- About this task:
All entries below are to be set down again exactly as given.
■ ■ ■
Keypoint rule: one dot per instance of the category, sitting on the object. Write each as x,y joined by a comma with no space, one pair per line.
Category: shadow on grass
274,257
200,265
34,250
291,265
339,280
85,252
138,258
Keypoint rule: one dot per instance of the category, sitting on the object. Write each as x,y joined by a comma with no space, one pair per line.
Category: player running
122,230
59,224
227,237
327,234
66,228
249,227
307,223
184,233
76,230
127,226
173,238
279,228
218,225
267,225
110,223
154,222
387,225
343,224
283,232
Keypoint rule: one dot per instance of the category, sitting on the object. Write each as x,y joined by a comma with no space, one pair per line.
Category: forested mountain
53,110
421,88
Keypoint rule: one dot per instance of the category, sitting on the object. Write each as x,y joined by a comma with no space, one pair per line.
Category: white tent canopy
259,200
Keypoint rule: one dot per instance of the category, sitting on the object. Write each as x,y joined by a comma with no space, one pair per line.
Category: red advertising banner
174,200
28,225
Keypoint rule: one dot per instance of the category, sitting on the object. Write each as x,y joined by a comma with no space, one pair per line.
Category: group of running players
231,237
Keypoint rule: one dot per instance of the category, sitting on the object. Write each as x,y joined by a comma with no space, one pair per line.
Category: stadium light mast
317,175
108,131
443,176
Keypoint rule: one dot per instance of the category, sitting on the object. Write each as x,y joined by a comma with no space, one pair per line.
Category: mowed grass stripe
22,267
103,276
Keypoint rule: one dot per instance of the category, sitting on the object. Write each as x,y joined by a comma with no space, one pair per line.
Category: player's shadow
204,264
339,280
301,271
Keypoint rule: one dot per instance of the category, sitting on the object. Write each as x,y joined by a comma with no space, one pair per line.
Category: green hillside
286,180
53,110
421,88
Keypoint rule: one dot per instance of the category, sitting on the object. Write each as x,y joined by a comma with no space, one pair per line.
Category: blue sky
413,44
■ ■ ■
- Result:
Keypoint rule: one dot per instance of the category, sitting on the object. Write each as x,y joined by a comma with no space, one pair per line.
Category: shadow on grass
274,257
200,265
34,250
291,265
339,280
85,252
138,258
Keypoint rule: one dot per instance of the category, sitting on the object. Write each as x,y joined by a comma with no space, one pair per line.
Category: player running
122,230
59,224
227,237
327,234
66,228
249,227
307,223
184,233
76,230
127,226
173,238
279,228
218,225
267,225
110,223
154,222
387,225
343,224
283,232
Keypoint rule: one dot per instance of the category, sitting on the object. Write each as x,y joined by a comma with no space, one pair per line.
Category: forested mountain
53,110
421,88
Keypoint rule: one dot per instance of the category, sitting on the object. Write each as x,y joined by a comma with no space, one pair per line.
Category: white tent canopy
259,200
Keypoint rule: one dot per instance of the category, sitting on the object. Write each as x,y joined by a comma with no space, one pair per line.
Category: red advertising banner
174,200
28,225
Keypoint rule: one dot per instance of the category, sitting on the object. Write each as x,y joined by a comma with no space, one pair per line.
Category: group of running players
231,237
Keypoint rule: one dot per instance of the category, sitting on the object. Write each as x,y joined by a comma with no space, one pair per line.
Category: stadium light mast
317,175
108,131
443,176
Keypoint rule: one dot per instance of the category, sitting on the object. Write each as x,y joined by a comma with no space, one pair per line.
Category: mowed grass stripe
22,267
103,276
Keypoint rule: one dot per instance of the category, sitting on the object. Write each as x,y joined by a comma with no space, one pair per line.
Category: player's shadow
204,264
339,280
301,271
Keypoint rule: one dot per instance of the category, sitting on the object. Write each as x,y joined by a comma with no space, one pair per line.
Category: green hillside
286,180
53,110
421,88
Keypoint rule: one dot per instance of the category, sitting on the object. Write each as x,y joined by a comma with no space, one pair per line.
Category: blue sky
413,44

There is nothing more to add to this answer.